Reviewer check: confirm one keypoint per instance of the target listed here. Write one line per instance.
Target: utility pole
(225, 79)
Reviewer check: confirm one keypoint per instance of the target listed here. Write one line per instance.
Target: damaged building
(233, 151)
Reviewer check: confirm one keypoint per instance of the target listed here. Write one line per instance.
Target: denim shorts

• _What you should do_
Write out all the records above again, requests included, adding 28 to every coordinate in the answers.

• _Exercise response_
Reviewer check: confirm one keypoint per instance of the target listed here. Write one line per instance.
Target: utility pole
(253, 107)
Reviewer check: confirm one keypoint per instance of the target listed here. Write one line per instance.
Target: damaged building
(261, 179)
Reviewer check: confirm one keypoint per instance of the target listed here. Write one line per instance.
Target: denim shorts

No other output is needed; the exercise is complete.